TASK STATEMENT:
Return every line in the records below that contains the word "hand".

## START DATA FOR THE TASK

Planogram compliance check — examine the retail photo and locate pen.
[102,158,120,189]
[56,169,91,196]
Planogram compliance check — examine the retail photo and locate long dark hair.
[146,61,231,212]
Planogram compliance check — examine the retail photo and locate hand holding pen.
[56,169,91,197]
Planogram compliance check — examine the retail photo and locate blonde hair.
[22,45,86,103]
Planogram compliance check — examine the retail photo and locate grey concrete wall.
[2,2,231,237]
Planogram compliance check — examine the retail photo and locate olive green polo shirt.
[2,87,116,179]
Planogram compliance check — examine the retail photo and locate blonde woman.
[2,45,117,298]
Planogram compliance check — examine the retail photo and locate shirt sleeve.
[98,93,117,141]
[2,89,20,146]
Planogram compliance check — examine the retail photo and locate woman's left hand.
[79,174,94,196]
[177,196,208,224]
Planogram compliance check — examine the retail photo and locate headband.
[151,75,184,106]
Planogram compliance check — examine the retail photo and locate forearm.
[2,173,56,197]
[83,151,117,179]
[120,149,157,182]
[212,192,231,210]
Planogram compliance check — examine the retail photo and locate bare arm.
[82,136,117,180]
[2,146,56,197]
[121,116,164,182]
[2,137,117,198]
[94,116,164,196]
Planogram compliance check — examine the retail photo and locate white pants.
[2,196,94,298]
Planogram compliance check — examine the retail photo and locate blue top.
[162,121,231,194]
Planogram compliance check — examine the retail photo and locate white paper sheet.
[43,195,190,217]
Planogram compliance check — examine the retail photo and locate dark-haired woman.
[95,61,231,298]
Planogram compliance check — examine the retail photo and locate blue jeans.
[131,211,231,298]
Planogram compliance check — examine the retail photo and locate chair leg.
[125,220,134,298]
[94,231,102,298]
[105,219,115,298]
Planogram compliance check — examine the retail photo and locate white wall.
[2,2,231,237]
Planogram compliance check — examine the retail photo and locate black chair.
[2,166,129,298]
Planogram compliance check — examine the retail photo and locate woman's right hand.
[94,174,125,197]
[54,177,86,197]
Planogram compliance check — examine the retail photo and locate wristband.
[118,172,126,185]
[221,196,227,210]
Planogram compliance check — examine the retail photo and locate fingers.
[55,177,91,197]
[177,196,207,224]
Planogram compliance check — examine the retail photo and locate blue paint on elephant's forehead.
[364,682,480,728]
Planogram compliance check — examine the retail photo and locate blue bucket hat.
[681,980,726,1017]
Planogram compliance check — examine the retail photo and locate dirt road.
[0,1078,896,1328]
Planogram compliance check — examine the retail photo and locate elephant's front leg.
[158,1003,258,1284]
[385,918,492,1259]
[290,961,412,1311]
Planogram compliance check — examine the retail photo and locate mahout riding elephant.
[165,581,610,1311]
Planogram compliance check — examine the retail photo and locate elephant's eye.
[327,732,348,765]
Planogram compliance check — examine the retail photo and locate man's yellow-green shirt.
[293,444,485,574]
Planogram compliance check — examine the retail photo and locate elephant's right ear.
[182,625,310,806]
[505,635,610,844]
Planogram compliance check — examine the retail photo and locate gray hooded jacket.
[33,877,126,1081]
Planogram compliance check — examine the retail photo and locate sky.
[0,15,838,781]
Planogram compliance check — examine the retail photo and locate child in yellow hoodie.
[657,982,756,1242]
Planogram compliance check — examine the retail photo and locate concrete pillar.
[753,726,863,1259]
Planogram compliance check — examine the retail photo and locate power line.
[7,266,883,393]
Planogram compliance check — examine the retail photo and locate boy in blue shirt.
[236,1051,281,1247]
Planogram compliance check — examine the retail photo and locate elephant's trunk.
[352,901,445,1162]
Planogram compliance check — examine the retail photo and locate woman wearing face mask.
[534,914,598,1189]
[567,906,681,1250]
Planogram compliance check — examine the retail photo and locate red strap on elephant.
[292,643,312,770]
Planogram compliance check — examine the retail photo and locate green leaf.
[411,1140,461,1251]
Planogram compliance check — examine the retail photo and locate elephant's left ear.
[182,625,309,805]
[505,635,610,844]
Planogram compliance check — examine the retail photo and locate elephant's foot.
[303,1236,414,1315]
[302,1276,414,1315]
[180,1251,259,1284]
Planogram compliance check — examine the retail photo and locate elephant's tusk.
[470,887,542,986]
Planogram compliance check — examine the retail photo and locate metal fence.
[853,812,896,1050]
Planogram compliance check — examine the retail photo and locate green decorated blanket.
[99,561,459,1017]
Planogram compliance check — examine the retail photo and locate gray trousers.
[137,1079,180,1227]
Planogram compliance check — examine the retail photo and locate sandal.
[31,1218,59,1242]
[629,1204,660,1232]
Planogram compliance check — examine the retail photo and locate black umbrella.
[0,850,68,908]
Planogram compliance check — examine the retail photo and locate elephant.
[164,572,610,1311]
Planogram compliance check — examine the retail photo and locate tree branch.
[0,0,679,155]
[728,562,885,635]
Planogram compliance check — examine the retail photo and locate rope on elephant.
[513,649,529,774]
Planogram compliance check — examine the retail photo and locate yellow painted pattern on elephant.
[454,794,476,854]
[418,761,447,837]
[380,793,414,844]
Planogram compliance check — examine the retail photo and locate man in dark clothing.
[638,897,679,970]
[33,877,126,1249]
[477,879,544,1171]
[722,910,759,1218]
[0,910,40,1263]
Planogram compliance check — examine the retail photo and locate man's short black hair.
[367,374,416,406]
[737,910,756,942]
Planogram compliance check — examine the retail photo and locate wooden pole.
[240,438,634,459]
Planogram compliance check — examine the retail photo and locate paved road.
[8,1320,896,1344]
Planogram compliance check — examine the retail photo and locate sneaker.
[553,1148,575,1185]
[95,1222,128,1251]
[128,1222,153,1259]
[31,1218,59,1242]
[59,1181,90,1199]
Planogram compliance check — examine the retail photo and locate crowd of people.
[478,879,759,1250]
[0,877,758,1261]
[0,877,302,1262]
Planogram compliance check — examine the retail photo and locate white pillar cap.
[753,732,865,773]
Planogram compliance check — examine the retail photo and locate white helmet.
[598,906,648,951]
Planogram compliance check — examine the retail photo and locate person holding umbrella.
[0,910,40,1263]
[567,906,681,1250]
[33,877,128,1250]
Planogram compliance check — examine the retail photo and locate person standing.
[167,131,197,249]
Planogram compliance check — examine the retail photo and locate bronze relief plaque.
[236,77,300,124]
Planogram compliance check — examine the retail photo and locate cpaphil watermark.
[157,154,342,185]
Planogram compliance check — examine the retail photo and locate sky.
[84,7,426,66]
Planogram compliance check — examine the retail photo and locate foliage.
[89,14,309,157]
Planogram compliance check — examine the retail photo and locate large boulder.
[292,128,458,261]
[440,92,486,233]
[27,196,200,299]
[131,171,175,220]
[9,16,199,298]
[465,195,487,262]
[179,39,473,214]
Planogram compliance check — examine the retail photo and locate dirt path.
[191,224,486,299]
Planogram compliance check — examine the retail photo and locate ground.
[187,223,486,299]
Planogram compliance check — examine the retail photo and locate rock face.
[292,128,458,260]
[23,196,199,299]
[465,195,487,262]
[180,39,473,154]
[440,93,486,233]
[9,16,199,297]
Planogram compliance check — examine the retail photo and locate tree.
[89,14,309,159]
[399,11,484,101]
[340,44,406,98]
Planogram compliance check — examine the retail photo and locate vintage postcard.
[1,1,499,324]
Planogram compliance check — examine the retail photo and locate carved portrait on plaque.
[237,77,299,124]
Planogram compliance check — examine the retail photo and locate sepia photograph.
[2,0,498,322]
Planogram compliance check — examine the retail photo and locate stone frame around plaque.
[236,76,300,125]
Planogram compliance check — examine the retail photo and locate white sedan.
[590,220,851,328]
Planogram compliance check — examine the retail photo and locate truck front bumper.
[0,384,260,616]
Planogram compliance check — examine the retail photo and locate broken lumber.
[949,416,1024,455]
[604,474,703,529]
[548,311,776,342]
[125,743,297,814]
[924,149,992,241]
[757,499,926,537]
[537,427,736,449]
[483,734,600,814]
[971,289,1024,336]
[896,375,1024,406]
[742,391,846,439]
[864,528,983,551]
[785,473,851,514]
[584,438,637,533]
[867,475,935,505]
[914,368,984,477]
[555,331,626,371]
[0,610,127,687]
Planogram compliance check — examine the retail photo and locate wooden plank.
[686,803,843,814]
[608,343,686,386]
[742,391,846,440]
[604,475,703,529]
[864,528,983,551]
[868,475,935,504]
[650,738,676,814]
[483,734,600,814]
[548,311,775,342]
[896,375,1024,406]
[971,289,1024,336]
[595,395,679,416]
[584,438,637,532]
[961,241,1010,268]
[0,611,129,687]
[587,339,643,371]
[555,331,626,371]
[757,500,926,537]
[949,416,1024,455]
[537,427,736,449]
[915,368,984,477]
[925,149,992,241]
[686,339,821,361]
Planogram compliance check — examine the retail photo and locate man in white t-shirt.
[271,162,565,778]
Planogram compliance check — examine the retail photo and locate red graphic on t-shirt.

## END DATA FOR THE TASK

WRITTEN ANSWER:
Planogram compliance check — examine the retail photo and locate hand holding pen.
Planogram compliance check — examine the retail photo and locate woman's left hand.
Planogram compliance check — examine the retail photo and locate woman's right hand.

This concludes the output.